## Given records

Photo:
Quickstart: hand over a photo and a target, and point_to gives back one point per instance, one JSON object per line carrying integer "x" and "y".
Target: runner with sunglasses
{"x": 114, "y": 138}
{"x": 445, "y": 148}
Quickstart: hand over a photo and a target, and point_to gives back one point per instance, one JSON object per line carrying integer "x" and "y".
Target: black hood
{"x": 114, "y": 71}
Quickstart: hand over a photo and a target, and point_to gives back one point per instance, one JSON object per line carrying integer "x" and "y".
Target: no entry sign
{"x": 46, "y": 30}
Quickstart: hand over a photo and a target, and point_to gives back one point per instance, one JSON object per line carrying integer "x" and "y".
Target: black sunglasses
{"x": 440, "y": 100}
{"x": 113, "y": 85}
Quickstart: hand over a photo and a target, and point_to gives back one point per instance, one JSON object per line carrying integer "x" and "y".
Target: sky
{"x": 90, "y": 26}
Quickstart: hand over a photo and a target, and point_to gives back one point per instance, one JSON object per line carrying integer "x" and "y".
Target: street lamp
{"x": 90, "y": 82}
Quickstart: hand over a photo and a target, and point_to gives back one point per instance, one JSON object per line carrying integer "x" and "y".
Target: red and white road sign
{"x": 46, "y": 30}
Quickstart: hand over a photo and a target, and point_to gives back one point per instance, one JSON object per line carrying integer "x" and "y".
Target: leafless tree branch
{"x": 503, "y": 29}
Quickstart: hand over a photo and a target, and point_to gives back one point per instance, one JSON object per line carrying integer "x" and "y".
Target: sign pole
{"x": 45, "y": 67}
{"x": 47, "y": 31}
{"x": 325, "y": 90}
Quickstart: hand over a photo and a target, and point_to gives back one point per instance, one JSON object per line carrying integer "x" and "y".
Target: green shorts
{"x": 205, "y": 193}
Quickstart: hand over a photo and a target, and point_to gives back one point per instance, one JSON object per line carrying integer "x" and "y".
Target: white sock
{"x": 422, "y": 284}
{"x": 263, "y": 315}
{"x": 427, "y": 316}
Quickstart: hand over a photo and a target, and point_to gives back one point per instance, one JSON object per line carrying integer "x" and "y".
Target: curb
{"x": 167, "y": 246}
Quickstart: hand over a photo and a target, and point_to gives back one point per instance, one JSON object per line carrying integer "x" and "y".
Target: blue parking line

## What this task involves
Would you give the listing again, word for word?

## Answer area
Photo:
Quickstart: hand over a photo and a target, and point_to gives back one point per instance, one JSON object per line carrying integer "x" and "y".
Target: runner with sunglasses
{"x": 114, "y": 138}
{"x": 445, "y": 148}
Quickstart: hand over a photo and a target, and point_to gives back one point per instance, one JSON object per line carrying integer "x" and "y".
Target: black hood
{"x": 114, "y": 71}
Quickstart: hand over a photo and a target, and point_to gives back one point per instance, one JSON object per line carrying integer "x" and "y".
Target: no entry sign
{"x": 46, "y": 30}
Quickstart: hand over a photo and a target, and point_to gives back one point per instance, one JSON object per line carrying integer "x" and "y".
Target: black sunglasses
{"x": 440, "y": 100}
{"x": 113, "y": 85}
Quickstart: hand over a photo and a target, and point_to gives back one point per instance, one JSON object per line carrying integer "x" and "y".
Target: sky
{"x": 90, "y": 26}
Quickstart: hand over a photo and a target, and point_to gives back one point per instance, one JSON object per line carrying integer "x" and "y".
Target: street lamp
{"x": 90, "y": 82}
Quickstart: hand over a photo and a target, and point_to gives back one point per instance, one JSON object per line carrying integer "x" and "y".
Target: red and white road sign
{"x": 46, "y": 30}
Quickstart: hand over a photo and a target, and point_to gives back one point per instance, one JSON object per line carrying integer "x" and "y".
Target: leafless tree branch
{"x": 503, "y": 29}
Quickstart: hand over a photo and a target, and point_to gives back one point per instance, one JSON object per line carrying integer "x" and "y".
Target: sign pole
{"x": 45, "y": 67}
{"x": 47, "y": 31}
{"x": 325, "y": 90}
Quickstart: hand over a photo and a target, and point_to gives back one point per instance, one JSON object per line carrying integer "x" and "y".
Target: green shorts
{"x": 205, "y": 193}
Quickstart: hand over a photo and a target, and point_to gives back one point per instance, one JSON object per line carrying integer "x" and "y".
Target: white sock
{"x": 422, "y": 284}
{"x": 263, "y": 315}
{"x": 427, "y": 316}
Quickstart: hand over a photo and a target, and point_to gives back one point per instance, one JSON object per line carrying integer "x" and "y".
Target: curb
{"x": 167, "y": 246}
Quickstart: hand over a photo and a target, and point_to gives back one point per instance, one JSON object per line carrying integer "x" and "y".
Target: blue parking line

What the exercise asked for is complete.